GIVEN EXERCISE:
Rescale the records between the line holding "Keypoint placement for each instance of the blue" and the end of the records, inclusive. Reproduce every line, including the requests, unchanged except that each coordinate in the answers is multiplied by 1.6 and rounded to the nearest whole number, with halves rounded up.

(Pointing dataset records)
# # #

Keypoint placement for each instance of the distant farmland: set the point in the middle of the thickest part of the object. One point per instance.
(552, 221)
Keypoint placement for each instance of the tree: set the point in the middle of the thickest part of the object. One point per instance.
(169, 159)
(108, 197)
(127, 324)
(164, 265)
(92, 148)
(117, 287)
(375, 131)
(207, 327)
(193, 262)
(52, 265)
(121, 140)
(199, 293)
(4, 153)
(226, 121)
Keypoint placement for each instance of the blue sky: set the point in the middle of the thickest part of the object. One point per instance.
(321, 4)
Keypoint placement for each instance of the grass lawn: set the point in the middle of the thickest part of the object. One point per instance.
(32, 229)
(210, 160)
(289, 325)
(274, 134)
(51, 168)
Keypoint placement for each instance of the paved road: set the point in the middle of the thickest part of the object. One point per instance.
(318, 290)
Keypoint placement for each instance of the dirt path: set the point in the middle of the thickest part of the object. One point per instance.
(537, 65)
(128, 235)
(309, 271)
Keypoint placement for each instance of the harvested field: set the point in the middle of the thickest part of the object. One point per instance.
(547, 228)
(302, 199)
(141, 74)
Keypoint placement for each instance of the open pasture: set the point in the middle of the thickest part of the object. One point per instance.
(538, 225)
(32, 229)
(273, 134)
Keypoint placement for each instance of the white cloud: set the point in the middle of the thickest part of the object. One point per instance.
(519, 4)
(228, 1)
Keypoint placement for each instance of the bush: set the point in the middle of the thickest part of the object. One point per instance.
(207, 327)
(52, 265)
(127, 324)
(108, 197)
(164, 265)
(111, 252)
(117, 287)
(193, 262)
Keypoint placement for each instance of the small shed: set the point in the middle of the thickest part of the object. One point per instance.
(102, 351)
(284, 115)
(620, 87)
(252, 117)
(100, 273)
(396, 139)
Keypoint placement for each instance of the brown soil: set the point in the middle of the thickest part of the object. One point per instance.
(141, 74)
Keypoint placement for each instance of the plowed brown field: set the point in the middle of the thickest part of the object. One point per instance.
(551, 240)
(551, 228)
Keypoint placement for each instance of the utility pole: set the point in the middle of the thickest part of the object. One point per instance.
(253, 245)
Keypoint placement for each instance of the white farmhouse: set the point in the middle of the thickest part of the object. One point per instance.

# # #

FINISHED EXERCISE:
Keypoint placement for each instance of the blue sky: set the point in the middle of the thickest part of the object. One point per instance.
(514, 6)
Keypoint placement for each instance of the grass lawn: set the point in the middle of the thickest part of the object. One point per instance.
(51, 366)
(336, 256)
(462, 520)
(438, 214)
(82, 269)
Keypoint placement for each instance of the paved road: set the point in the middle of the thickest part of the object. One point per instance.
(509, 464)
Keypoint placement for each instance of the dirt path: set the point in the middle of the thickest part of the object. One point per instance.
(859, 104)
(205, 376)
(494, 434)
Keypoint placement for each instance of the harvested field: set the point in the middle of the thickest part of the object. One point per instance.
(875, 365)
(483, 318)
(226, 118)
Keypoint placement for each instance of the open pasture: set the point in the middle of the thickest part of the object. One point per instance.
(861, 360)
(51, 366)
(437, 214)
Keypoint placement for each instance of the white cloud: set the point in the middle of the thickest part of the object. One point per instance.
(830, 6)
(365, 2)
Keypoint placement for each instance of the bush: set the point in the middle of the thickest part of the object. One point per instance.
(331, 523)
(83, 424)
(203, 518)
(173, 315)
(262, 424)
(178, 403)
(187, 459)
(309, 419)
Keypoint placement for each instance of the small shed: set the point in the middle of the thickest part of the object. One point per instance.
(163, 562)
(454, 184)
(992, 139)
(403, 187)
(160, 437)
(634, 222)
Keypoint placement for each instance of the brown soil: set the point in the middle of the thickest part of the object. One point per instance.
(226, 118)
Keypoint placement for each instance of the plowed brown field: set the point in the middle of the thickest part of the object. One point per instance.
(882, 384)
(882, 365)
Keypoint placement for each instance of the utility pole: set the point in the middle of the thickest part of the object. One point per instance.
(405, 392)
Keypoint placement for each instance of the white farmhouse: set the point in the middle of the thickest part of the object. One point per instance.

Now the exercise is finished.